■ WHAT TO PRODUCE ■
Please go through the records below and return every line holding the word "wall".

[Text-to-region grounding data]
○ ○ ○ ○ ○

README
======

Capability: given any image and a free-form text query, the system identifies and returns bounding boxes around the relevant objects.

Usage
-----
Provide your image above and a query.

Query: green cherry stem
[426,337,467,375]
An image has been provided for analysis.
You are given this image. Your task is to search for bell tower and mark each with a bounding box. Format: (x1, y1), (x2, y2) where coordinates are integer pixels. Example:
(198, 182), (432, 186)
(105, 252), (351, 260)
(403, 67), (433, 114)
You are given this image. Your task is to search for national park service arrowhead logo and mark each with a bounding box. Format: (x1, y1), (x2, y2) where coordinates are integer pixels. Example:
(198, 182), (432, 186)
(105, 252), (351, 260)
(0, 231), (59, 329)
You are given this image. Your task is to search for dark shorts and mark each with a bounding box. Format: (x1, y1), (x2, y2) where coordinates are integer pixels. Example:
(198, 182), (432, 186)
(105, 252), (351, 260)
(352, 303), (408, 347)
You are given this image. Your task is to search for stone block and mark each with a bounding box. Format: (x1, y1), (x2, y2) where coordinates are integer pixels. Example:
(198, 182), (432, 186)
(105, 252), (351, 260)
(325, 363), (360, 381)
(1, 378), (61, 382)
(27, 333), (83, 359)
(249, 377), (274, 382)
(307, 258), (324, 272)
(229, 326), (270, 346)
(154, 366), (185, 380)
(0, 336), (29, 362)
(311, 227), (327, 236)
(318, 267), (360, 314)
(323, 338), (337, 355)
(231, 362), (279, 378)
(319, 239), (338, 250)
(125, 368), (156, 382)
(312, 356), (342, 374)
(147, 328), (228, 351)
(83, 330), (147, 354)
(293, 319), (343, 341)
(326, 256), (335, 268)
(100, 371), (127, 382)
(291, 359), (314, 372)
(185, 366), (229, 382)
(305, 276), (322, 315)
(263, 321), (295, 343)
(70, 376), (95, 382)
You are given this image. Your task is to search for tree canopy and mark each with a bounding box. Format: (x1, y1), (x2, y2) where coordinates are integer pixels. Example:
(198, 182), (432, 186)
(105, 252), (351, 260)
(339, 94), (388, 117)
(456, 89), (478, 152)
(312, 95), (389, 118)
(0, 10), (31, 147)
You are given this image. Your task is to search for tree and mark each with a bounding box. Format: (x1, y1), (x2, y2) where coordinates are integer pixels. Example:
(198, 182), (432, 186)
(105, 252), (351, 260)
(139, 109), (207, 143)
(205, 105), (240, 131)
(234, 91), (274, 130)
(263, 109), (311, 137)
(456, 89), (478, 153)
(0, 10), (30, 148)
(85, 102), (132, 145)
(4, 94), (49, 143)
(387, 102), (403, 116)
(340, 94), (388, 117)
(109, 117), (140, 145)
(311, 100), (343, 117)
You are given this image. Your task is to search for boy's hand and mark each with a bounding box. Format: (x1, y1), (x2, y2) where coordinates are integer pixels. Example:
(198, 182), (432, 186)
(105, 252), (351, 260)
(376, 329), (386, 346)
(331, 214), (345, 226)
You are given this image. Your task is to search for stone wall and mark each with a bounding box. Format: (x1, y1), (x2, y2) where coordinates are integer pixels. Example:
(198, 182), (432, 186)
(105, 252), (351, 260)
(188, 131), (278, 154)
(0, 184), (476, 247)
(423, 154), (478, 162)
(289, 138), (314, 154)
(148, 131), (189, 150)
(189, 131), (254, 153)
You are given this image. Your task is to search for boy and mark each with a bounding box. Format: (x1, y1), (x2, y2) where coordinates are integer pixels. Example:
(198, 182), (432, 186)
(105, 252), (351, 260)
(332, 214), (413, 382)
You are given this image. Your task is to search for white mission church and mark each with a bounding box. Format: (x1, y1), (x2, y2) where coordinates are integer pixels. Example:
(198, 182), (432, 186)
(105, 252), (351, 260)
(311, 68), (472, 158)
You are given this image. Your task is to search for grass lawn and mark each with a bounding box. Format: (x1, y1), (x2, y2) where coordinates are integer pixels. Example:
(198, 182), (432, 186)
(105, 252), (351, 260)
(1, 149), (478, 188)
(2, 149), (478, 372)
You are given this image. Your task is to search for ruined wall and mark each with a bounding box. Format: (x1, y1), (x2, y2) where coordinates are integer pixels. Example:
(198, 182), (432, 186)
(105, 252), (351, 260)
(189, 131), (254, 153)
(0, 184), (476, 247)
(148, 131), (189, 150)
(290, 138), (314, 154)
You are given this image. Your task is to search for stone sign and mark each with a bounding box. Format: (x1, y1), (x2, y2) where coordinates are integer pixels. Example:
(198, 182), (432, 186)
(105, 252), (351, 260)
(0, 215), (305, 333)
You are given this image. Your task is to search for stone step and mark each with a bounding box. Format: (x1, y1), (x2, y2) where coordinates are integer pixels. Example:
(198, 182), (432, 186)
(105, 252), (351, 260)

○ ○ ○ ○ ○

■ SOLVED EXERCISE ■
You are given this image. Your task is to search for stone wall and mark each with a bounding box. Format: (x1, y1), (x2, y2) where coordinates are integer pixels. Example:
You are given this image. Your task is to search for ruined wall and mark each with a bounding box. Format: (x1, y1), (x2, y2) where coordinates are integer pixels. Example:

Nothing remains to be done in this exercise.